Extract each line of the entries below that contains the word "pedestal", copying every such line in full.

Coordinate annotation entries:
◆ ◆ ◆ ◆ ◆
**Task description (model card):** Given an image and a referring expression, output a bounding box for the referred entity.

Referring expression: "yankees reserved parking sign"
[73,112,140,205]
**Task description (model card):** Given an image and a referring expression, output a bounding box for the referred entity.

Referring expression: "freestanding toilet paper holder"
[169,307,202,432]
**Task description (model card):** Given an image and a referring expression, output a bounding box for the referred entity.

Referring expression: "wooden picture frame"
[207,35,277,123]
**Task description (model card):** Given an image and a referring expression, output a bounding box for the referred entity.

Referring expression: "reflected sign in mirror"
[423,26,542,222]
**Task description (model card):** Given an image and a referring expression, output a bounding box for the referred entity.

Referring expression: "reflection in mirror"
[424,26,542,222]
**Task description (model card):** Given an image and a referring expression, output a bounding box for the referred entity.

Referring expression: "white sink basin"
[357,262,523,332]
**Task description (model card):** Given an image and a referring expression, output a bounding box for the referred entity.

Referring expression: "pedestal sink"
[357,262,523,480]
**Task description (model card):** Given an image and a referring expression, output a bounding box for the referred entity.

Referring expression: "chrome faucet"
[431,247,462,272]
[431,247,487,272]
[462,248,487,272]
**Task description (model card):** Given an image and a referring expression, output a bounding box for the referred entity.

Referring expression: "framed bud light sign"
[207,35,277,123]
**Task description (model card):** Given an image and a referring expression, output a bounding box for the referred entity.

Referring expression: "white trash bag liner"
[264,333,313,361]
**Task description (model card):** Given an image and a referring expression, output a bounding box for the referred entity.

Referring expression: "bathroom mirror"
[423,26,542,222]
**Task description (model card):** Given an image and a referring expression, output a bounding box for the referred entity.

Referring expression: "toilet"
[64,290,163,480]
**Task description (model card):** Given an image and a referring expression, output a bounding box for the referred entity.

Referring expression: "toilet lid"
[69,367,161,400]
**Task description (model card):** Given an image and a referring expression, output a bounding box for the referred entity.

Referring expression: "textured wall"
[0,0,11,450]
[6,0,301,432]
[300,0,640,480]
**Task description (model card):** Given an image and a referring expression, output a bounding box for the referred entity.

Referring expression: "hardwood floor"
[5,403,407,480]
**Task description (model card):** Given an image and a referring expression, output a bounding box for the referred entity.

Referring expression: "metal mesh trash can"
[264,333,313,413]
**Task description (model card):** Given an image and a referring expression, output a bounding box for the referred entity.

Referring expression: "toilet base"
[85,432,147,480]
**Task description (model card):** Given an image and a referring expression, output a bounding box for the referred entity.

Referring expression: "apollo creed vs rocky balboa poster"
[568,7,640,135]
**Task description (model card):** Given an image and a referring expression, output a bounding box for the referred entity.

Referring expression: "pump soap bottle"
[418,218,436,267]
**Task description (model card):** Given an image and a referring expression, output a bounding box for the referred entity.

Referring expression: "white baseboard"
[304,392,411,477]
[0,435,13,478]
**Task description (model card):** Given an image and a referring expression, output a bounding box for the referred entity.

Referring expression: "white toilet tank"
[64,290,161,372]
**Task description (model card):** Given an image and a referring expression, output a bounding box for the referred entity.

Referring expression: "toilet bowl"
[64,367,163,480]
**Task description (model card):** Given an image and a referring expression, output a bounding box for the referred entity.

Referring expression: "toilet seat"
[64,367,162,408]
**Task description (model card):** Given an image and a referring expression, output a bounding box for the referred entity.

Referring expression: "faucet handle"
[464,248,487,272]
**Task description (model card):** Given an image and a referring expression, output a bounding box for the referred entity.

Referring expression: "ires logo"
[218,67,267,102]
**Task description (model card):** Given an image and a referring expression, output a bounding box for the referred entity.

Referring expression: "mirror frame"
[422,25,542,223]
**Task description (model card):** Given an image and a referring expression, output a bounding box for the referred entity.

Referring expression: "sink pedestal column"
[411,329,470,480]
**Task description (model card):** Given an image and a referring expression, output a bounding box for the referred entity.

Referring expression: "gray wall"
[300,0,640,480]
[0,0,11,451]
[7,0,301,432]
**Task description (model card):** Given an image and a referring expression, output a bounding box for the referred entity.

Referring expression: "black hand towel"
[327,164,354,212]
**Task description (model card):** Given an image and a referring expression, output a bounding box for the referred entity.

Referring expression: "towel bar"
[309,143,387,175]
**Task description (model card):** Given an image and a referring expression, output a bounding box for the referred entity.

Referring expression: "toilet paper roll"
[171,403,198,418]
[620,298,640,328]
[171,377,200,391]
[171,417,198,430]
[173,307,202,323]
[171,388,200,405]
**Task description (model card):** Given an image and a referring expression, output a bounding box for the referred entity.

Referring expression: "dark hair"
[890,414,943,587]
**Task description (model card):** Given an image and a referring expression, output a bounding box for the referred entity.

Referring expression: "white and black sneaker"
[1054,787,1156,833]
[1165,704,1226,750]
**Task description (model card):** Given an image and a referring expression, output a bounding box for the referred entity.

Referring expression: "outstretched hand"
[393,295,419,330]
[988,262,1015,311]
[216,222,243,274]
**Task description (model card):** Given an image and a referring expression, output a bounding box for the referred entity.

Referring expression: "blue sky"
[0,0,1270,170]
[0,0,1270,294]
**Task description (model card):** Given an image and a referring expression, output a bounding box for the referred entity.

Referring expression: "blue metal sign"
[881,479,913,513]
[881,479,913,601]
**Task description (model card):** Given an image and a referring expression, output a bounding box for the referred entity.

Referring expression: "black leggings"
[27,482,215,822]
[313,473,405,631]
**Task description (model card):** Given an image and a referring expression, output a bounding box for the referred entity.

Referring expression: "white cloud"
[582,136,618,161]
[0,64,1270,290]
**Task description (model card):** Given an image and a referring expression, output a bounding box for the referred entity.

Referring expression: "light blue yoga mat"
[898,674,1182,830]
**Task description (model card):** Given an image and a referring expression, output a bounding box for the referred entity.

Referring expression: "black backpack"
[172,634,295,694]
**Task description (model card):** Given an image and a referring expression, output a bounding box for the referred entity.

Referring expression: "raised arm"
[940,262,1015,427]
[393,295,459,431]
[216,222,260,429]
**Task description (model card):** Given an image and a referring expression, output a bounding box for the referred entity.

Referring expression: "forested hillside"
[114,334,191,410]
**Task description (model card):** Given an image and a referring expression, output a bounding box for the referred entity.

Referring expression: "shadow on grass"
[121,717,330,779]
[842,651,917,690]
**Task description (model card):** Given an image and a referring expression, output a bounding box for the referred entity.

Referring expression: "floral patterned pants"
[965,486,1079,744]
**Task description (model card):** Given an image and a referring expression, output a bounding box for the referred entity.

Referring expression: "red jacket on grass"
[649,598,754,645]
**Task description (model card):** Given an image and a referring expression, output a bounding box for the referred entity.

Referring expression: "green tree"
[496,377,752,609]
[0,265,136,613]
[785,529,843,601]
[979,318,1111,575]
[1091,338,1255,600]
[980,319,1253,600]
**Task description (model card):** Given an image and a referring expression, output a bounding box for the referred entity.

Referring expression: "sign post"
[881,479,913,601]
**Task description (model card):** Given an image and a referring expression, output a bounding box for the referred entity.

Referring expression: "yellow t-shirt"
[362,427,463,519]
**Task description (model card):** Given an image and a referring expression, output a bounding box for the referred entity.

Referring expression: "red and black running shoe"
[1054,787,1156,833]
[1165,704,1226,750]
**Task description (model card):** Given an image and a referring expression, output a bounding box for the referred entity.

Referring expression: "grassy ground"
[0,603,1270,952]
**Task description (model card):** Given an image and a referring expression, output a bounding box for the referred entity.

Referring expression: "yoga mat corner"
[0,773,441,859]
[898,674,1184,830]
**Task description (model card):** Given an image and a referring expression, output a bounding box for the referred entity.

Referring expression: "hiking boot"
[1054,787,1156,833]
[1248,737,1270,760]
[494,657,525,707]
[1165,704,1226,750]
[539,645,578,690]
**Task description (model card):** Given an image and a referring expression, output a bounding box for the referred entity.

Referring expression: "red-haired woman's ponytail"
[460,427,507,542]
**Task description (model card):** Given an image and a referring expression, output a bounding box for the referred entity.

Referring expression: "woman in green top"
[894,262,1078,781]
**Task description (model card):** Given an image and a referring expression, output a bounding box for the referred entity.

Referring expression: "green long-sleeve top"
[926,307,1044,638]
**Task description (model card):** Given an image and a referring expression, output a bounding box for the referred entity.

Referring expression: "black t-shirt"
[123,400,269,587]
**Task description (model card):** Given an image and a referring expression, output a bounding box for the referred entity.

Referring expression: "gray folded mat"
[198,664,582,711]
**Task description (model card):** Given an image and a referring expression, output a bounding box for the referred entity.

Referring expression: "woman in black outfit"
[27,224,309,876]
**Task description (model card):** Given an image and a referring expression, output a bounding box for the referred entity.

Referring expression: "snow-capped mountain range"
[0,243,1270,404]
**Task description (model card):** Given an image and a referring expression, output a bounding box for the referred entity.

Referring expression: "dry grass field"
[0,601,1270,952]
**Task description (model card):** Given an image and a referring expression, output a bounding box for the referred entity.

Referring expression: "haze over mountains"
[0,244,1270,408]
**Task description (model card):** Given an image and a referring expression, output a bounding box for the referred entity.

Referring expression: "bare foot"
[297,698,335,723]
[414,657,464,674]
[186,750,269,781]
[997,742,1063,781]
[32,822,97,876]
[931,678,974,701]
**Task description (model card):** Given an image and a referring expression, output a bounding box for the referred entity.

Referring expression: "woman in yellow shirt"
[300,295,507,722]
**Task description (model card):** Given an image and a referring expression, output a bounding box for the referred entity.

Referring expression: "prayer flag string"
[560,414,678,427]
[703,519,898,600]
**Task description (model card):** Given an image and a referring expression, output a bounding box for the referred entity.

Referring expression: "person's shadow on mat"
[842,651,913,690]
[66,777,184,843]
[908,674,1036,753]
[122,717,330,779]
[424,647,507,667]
◆ ◆ ◆ ◆ ◆
**RIGHT ANSWER**
Referring expression: "pedestal sink"
Referring expression: "sink pedestal column"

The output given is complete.